== Task input
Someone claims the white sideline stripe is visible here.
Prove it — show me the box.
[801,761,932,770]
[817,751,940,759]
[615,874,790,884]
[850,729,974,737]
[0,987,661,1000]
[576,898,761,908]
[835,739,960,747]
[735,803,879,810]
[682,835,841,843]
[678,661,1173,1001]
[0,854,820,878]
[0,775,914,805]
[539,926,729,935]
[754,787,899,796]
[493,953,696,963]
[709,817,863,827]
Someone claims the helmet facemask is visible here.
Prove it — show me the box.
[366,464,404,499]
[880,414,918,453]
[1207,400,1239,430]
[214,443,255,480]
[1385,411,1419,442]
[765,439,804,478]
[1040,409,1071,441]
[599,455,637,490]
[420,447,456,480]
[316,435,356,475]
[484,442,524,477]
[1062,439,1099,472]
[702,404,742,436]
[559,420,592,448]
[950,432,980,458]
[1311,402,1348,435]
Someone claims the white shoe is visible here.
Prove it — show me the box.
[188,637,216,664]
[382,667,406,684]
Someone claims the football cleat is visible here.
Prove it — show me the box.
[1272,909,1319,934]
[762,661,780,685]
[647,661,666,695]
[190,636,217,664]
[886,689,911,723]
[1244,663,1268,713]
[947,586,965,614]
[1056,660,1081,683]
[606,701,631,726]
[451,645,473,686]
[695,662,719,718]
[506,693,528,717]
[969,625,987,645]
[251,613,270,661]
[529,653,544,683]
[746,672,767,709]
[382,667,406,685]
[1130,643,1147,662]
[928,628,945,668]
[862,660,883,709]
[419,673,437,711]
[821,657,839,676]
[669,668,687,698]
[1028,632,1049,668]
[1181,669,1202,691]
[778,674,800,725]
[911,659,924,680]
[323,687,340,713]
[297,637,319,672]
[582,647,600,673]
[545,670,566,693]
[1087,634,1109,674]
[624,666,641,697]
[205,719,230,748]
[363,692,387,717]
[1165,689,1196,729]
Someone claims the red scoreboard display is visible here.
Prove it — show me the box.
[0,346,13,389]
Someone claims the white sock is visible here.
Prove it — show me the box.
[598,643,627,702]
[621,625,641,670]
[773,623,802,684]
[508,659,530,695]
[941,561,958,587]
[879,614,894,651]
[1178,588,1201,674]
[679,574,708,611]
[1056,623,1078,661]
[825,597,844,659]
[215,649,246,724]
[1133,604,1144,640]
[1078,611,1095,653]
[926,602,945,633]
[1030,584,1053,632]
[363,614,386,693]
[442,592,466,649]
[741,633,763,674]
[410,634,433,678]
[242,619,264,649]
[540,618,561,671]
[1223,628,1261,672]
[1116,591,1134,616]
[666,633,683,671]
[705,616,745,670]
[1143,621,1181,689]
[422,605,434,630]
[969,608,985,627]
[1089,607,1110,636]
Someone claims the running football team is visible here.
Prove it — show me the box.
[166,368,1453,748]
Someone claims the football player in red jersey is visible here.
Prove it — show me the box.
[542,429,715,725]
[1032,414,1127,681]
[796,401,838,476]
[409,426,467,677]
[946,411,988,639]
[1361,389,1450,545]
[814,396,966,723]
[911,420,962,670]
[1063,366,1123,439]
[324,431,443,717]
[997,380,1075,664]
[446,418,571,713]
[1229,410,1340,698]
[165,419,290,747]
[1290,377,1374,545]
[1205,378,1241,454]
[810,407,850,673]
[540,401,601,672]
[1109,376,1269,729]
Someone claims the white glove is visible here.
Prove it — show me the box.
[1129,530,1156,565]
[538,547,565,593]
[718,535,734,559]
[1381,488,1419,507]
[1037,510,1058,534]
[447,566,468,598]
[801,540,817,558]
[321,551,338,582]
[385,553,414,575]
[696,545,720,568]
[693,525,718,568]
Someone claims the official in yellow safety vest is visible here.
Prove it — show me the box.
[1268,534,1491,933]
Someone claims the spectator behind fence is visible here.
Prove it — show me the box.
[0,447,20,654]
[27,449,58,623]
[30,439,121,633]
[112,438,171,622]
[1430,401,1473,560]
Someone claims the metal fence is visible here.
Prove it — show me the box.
====
- [Work required] Where the string "fence" occurs in the data, return the whole line.

- [Final answer]
Someone claims the spectator behind fence is visible here.
Someone claims the metal fence is visible here.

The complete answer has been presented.